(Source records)
+ + + + + + +

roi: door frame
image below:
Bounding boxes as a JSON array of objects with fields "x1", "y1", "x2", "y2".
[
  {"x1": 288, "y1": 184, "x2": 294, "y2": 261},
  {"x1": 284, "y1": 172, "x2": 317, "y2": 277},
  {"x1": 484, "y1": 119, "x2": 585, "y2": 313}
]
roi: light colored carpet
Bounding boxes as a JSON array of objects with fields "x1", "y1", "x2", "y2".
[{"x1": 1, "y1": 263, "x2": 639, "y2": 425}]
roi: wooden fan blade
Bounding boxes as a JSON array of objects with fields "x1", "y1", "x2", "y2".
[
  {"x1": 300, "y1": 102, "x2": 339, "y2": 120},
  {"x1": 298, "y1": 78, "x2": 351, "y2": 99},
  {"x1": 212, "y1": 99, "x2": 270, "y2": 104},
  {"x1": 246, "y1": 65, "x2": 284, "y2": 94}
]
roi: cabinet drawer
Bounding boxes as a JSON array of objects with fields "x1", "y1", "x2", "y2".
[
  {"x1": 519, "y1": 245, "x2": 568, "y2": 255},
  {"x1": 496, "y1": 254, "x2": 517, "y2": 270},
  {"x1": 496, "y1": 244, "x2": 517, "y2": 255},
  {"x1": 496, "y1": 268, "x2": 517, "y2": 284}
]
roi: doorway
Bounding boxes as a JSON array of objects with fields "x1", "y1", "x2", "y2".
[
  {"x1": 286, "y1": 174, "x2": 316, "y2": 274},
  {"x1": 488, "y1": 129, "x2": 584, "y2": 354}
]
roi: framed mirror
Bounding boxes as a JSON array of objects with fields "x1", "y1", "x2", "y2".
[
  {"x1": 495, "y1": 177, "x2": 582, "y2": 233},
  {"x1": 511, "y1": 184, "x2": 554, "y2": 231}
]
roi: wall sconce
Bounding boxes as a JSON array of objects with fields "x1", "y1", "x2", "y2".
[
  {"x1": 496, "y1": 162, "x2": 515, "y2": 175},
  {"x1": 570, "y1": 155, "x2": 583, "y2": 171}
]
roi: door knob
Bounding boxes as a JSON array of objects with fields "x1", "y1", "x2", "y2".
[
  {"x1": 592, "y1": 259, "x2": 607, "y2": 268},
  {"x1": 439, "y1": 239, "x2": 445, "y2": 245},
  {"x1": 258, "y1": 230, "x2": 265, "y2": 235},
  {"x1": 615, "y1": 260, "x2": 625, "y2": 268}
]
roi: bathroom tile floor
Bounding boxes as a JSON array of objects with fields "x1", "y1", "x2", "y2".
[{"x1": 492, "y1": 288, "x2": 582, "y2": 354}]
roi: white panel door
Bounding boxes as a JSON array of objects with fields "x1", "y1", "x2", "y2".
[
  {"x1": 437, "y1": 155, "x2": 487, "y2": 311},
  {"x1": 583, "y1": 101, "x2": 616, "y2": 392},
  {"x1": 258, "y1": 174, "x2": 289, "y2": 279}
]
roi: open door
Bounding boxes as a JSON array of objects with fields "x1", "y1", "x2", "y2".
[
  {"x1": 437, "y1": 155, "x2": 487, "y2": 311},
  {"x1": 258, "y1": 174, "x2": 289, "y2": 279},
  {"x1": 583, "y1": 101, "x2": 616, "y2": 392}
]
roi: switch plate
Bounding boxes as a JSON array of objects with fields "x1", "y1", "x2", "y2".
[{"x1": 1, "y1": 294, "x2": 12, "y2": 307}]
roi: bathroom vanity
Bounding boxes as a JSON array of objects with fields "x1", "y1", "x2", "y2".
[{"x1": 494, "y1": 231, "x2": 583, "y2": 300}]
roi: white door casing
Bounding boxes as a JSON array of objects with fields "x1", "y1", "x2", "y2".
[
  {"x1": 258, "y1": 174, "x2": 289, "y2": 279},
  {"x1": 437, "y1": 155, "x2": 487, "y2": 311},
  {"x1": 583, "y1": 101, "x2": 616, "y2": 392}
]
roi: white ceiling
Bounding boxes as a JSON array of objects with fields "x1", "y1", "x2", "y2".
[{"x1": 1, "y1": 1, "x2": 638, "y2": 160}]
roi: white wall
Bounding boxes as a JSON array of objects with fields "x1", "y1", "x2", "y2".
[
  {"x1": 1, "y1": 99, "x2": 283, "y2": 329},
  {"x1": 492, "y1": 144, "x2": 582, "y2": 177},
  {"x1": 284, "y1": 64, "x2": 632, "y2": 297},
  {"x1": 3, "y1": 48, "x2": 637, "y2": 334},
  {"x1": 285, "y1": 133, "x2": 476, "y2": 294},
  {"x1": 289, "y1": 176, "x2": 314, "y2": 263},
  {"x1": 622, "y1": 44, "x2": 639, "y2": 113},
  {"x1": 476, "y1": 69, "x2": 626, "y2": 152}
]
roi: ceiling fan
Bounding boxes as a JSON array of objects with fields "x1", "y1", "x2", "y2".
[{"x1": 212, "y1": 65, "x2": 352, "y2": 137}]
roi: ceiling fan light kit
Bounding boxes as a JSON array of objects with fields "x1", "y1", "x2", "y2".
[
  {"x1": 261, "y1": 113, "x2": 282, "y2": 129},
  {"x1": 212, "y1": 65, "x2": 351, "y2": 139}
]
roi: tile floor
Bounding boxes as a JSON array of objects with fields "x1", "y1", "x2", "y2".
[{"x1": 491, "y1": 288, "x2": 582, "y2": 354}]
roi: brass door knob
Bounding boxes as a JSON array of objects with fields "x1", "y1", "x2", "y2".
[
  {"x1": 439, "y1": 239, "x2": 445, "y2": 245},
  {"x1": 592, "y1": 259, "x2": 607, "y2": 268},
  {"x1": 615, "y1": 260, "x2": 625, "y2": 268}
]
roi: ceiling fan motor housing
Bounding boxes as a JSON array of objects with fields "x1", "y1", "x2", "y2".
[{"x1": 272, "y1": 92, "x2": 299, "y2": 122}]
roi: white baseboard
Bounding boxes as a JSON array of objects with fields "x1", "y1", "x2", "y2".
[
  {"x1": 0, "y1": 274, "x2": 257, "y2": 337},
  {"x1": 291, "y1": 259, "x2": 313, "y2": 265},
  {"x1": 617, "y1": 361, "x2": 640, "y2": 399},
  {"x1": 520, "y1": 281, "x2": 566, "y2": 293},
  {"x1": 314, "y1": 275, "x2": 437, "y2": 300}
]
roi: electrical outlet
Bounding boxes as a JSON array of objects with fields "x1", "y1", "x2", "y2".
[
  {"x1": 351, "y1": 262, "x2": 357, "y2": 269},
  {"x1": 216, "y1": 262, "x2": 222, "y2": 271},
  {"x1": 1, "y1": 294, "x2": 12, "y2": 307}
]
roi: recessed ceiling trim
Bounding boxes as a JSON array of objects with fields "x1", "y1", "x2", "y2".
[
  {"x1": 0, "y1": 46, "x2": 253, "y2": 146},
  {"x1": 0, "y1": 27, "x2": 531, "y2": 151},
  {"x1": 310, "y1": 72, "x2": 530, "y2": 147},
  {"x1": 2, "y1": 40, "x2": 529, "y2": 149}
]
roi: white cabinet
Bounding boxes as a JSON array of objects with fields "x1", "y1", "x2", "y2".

+ + + + + + +

--- Your task ---
Of the lines in the data, report each one containing the string "tile".

--- Task result ---
roi: bathroom tile floor
roi: tile floor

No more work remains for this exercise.